Objective
Produce an exact transcription of the listing below, omitting the pictures.

(Photo-based point labeling data)
- - - -
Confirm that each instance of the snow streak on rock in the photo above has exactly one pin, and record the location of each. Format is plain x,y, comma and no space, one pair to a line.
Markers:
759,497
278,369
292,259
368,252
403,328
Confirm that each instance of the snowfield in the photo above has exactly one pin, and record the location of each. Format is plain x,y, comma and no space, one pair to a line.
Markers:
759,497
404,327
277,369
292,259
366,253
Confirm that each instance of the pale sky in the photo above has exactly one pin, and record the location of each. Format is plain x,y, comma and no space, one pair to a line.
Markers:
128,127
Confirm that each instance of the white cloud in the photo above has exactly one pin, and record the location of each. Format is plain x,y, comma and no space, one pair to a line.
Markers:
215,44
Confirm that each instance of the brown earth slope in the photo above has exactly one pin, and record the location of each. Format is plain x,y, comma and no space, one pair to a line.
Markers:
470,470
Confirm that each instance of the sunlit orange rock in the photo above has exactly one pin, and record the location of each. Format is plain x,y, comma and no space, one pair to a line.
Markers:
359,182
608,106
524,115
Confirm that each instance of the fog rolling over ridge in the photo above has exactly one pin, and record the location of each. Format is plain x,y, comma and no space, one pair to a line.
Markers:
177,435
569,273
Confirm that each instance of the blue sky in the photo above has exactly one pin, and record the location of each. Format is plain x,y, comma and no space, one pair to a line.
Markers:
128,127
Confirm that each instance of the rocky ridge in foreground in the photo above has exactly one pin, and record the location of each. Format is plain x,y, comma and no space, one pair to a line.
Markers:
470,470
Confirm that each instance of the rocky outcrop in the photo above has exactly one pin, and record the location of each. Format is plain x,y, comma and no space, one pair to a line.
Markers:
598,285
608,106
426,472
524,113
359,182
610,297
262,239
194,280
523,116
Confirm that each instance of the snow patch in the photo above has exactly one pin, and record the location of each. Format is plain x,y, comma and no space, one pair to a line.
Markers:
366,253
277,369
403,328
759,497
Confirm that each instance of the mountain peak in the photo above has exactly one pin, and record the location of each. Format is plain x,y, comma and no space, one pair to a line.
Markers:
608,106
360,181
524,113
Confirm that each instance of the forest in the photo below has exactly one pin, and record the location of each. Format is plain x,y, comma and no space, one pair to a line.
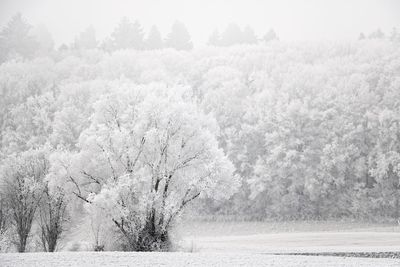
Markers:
131,139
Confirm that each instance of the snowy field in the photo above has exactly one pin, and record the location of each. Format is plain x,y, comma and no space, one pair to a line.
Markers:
244,244
290,237
182,259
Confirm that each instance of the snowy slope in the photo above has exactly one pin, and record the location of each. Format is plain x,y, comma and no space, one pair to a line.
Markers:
183,259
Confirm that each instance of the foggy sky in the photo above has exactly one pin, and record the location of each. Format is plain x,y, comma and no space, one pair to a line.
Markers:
291,19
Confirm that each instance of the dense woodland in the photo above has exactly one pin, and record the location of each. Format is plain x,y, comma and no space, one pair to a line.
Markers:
135,137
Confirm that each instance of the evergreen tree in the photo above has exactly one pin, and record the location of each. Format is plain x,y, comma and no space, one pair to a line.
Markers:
378,34
249,37
128,35
154,40
215,38
86,39
179,37
270,35
232,35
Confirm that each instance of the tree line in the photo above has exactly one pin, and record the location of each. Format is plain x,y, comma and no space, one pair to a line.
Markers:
121,144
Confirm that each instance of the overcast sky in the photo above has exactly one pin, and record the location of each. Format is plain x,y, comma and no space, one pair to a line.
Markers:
291,19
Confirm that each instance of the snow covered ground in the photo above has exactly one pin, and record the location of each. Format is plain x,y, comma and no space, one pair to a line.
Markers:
299,242
183,259
243,244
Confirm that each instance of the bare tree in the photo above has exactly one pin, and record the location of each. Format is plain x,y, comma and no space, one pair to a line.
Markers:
22,175
53,216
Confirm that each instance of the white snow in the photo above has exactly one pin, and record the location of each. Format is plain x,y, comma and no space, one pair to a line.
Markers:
182,259
298,242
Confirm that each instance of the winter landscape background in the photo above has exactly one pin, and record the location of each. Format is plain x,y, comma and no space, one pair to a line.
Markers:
247,149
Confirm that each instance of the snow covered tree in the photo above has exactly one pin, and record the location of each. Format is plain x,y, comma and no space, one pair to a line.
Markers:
148,153
232,35
215,38
248,35
128,35
270,36
21,176
86,39
154,40
53,217
179,37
- - - -
Problem solution
Confirm that each instance of the snow streak on rock in the photo above has exactly one pin, and record the location of each. Format is plain x,y, comma and no space, one pair to a line.
Markers:
759,497
278,369
292,259
368,252
403,328
Confirm that each instance of the snowfield in the photo above has exactly one pin, and record the location of each. Format is plain x,y, comma and no space, one pair to a line.
Markers:
759,497
404,327
277,369
292,259
366,253
Confirm that each instance of the pale sky in the photo above has exactly one pin, and record the location of each. Format is plain x,y, comma and no space, one pair to a line.
Markers:
128,127
Confirm that each instance of the white cloud in the photo above has exactly one pin, and record the location of each. Format is plain x,y, comma and no space, one pair to a line.
Markers:
215,44
Confirm that each instance of the brown earth slope in the photo above has exactly one pin, and record the location of each. Format is plain x,y, comma and no space, one pair to a line.
Markers:
470,470
Confirm that each instance of the sunlit orange rock in the photo above has exactly one pin, and record the location of each. Format is plain x,y, comma and no space, one pair to a line.
Markers:
359,182
608,106
524,115
Confirm that each instance of the fog rolling over ridge in the photo above has exactly one pin, and record the location of each. Format is plain x,y, comma and no space, one pair to a line.
Markers:
177,435
569,273
Confirm that each instance of the blue sky in the photo above has exactly one pin, and record the location of each. Format is plain x,y, comma and no space, one pair to a line.
Markers:
128,127
Confirm that each instance of the rocky ridge in foreground in the photo above has exactly one pin, and record the location of each. Format is plain x,y, comma and no space, one pair to a line.
Markers:
470,470
Confirm that each instance of the rocky outcrop in the photo above has exactly one pin, and record the location of each. Format is plain x,y, comma and no space, one pair to a line.
Markers:
598,285
608,106
426,472
524,113
359,182
610,297
262,239
194,280
523,116
Confirm that each instance of the snow patch in the photo above has exactly one pin, and record the location of each. Format is plain x,y, comma and no space, one pair to a line.
Markers:
366,253
277,369
403,328
759,497
Confirm that each instance of the mountain peak in the photo above has exactly one pin, and record the location of each. Format is plain x,y, comma and no space, one pair to a line.
Markers:
608,106
360,181
524,113
Confirm that each instance of the forest in the photo below has exactly one pin, and record the location of each. Format is plain x,y, comma and no space, one pair to a line.
Markers:
131,139
Confirm that each instance of the snowy field in the photo above has exactly one pin, and record the location of each. Format is plain x,y, comma and no space, one pair to a line.
Markers:
244,244
290,237
182,259
Confirm that each instance of the snowy slope in the photo above has exactly one pin, and record the location of each. Format is plain x,y, comma and no space, one pair to a line.
Markers:
183,259
Confirm that each instance of the foggy sky in the photo above has exactly one pin, and record the location of each. Format is plain x,y, comma and no space, one pair to a line.
Markers:
291,19
Confirm that each instance of the dense woodland in the photo above has exactly one pin, and record the location of each. Format is plain x,y, comma and no space, one pair to a line.
Markers:
135,137
Confirm that each instance of the evergreen tree in the photo above has exactly one pin, and record the location of each. Format is plain x,y, comma and no space, one pair to a line.
Markers:
378,34
249,37
128,35
154,40
215,38
86,39
179,37
270,35
232,35
Confirm that each instance of the tree line in the photo above has exactly one pin, and record the location of each. Format is plain x,y, comma and no space, one pair to a line.
Markers:
121,144
Confirm that each instance of the overcast sky in the photo above has exactly one pin, and record the location of each. Format is plain x,y, comma and no space, one pair to a line.
Markers:
291,19
Confirm that each instance of the snow covered ground in the photo above has exactly one pin, and record the location of each. Format is plain x,y, comma and no space, one pair to a line.
Markers:
299,242
183,259
243,244
Confirm that each instance of the bare tree in the photo above has exactly one pin, and record the location of each. Format is plain x,y, comma and no space, one pair to a line.
Markers:
22,175
53,216
Confirm that each instance of the white snow in the photo above has exactly one pin, and record the location of each. Format is plain x,y, comma and no space, one pair to a line.
Markers:
182,259
298,242
Confirm that each instance of the winter landscape background in the photo above has exactly one pin, and record the location of each. Format is plain x,y, comma and no space, one pair to a line.
Markers:
247,149
Confirm that each instance of the snow covered tree in the photo above has exactly one pin, and record the location of each. Format is plain x,y, comma and no space, one pair to a line.
Markers:
148,153
232,35
215,38
248,35
128,35
270,36
21,176
86,39
154,40
53,217
179,37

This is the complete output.